■ Document section:
********************

Skip to main content

Inventory & Promotion Platform for a 120-Store Supermarket Chain

Regional supermarket chain (APAC)
Retail — grocery
Australia
Inventory & Promotion Platform for a 120-Store Supermarket Chain
Duration
10 months (Phase 1–5)
Team Size
8 people
Services
3 services

Client Context

A 120-store regional grocery chain operating across two Australian states. Stores ran on a legacy Windows-based POS with stock managed per-store and promotions configured in a category-management spreadsheet emailed weekly to store managers. The chain wanted to compete on freshness and promotional speed against the Coles / Woolworths duopoly without replacing the POS estate.

The Challenge

Business Challenge

Promotions took on average 3 days from category-manager decision to live price in store. Stock visibility for online click-and-collect was unreliable, leading to ~9% order-line cancellations. The chain could not run national-scale dynamic promotions because rule changes had to be pushed by hand.

********************

■ Written task: In the case study above, how long did a promotion take on average to go from a category-manager decision to a live price in store?

[Point placement records]
********************

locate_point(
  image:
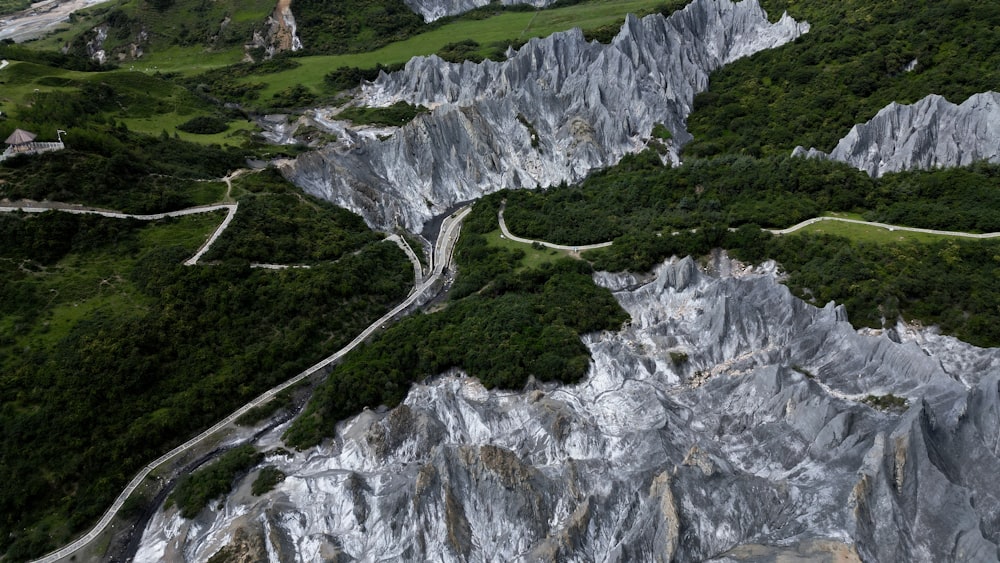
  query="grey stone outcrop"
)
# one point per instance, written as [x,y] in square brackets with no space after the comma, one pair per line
[436,9]
[727,422]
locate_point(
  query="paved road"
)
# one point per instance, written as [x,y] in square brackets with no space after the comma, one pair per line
[577,248]
[229,207]
[39,18]
[450,229]
[418,268]
[814,220]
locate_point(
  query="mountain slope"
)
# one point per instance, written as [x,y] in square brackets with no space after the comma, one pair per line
[931,133]
[555,110]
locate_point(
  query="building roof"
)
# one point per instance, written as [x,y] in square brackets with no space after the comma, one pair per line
[20,137]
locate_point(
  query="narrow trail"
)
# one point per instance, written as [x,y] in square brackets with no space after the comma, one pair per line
[789,230]
[443,250]
[886,226]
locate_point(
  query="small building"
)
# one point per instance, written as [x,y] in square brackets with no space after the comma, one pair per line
[23,142]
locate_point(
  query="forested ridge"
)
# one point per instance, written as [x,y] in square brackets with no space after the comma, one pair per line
[654,212]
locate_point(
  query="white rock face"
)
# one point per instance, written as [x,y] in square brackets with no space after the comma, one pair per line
[755,445]
[555,110]
[931,133]
[436,9]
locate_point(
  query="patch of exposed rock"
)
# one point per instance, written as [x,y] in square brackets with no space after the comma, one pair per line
[555,110]
[279,33]
[757,446]
[931,133]
[432,10]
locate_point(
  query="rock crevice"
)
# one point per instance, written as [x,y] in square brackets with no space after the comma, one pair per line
[555,110]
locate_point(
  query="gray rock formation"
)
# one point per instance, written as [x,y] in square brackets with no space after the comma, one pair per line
[928,134]
[279,33]
[552,112]
[436,9]
[727,422]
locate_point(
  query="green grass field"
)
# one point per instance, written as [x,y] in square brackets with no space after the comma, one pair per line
[506,27]
[533,257]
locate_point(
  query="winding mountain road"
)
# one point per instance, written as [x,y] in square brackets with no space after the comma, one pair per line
[443,250]
[231,209]
[577,248]
[789,230]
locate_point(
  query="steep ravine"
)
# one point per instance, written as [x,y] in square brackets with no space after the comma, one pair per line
[931,133]
[555,110]
[750,441]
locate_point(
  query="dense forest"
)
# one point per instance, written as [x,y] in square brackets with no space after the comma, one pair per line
[653,212]
[111,351]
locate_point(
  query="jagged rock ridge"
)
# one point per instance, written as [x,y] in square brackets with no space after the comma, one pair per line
[930,133]
[750,442]
[555,110]
[436,9]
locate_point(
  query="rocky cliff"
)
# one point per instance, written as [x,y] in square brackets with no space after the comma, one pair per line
[730,421]
[930,133]
[553,111]
[436,9]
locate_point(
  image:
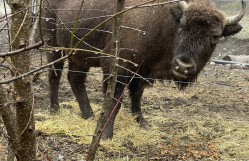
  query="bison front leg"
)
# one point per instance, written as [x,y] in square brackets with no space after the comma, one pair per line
[77,77]
[54,75]
[136,88]
[120,85]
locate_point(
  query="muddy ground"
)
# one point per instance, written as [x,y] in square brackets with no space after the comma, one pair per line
[208,121]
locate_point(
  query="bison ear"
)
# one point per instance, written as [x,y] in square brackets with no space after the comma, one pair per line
[176,13]
[231,30]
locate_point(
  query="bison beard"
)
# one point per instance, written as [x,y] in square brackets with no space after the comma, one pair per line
[168,27]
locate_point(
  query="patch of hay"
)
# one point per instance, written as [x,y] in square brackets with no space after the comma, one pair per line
[127,133]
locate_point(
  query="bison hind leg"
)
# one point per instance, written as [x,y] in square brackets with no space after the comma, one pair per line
[77,77]
[136,88]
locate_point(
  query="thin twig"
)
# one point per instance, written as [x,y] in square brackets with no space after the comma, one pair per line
[22,49]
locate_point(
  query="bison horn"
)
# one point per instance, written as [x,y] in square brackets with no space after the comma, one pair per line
[235,19]
[183,5]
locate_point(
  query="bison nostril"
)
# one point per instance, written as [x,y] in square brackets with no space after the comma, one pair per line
[186,64]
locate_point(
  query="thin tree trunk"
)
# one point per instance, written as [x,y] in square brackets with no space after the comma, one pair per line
[9,122]
[25,126]
[107,105]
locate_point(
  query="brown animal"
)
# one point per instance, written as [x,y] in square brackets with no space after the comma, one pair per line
[171,41]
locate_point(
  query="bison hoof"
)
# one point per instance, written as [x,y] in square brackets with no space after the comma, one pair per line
[54,109]
[145,125]
[86,116]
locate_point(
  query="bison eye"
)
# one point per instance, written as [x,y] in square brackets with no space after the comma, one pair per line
[214,39]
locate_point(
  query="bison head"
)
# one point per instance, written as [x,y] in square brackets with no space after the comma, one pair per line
[200,25]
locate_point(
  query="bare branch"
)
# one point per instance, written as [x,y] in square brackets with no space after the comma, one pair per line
[22,49]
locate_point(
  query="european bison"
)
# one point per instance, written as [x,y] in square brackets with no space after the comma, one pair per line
[171,41]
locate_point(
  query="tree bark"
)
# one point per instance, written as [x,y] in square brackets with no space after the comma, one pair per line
[9,122]
[107,105]
[25,126]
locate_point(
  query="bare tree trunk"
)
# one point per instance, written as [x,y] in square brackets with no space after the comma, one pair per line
[9,122]
[25,126]
[107,105]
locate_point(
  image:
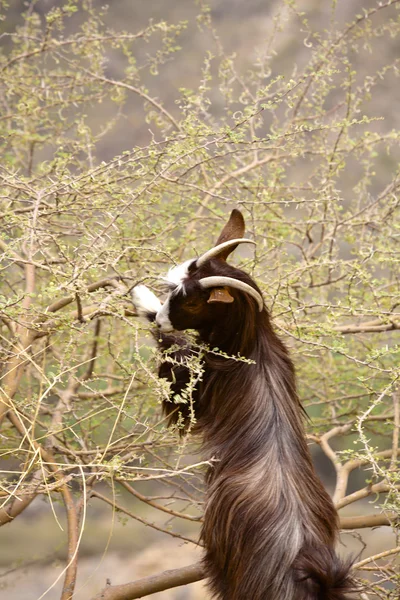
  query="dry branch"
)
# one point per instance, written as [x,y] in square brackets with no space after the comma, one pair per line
[153,584]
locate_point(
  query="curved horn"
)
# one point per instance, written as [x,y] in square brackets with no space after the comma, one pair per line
[217,249]
[218,281]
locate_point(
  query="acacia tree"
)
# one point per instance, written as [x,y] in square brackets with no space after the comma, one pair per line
[313,167]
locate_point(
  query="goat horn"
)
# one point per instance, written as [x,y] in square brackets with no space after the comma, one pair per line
[217,281]
[217,249]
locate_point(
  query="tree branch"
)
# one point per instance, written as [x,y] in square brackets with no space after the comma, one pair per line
[151,585]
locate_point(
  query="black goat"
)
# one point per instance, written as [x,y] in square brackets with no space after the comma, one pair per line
[269,526]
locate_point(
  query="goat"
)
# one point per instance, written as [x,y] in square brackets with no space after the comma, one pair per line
[269,525]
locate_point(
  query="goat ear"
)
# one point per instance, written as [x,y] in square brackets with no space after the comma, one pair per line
[233,230]
[220,295]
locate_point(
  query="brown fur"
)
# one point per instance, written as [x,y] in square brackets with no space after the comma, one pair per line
[269,526]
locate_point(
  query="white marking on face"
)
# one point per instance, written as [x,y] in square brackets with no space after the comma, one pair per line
[162,318]
[145,301]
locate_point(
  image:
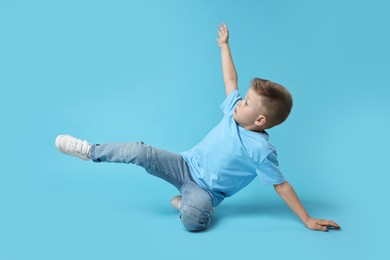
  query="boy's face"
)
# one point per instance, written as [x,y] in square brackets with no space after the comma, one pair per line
[249,111]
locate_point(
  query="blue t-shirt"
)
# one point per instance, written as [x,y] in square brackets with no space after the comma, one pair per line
[230,156]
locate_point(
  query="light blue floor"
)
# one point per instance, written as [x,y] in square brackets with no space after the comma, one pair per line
[150,71]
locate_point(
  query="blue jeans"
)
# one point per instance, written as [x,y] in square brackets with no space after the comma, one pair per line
[196,205]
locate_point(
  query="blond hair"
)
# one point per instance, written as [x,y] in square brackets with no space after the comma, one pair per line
[276,99]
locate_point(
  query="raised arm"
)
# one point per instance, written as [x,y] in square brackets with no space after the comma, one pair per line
[230,77]
[287,192]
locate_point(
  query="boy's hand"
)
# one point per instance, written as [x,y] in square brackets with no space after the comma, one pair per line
[321,224]
[223,35]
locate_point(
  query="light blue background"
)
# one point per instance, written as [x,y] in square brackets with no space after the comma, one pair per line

********************

■ Output for this exercise: Three days on average.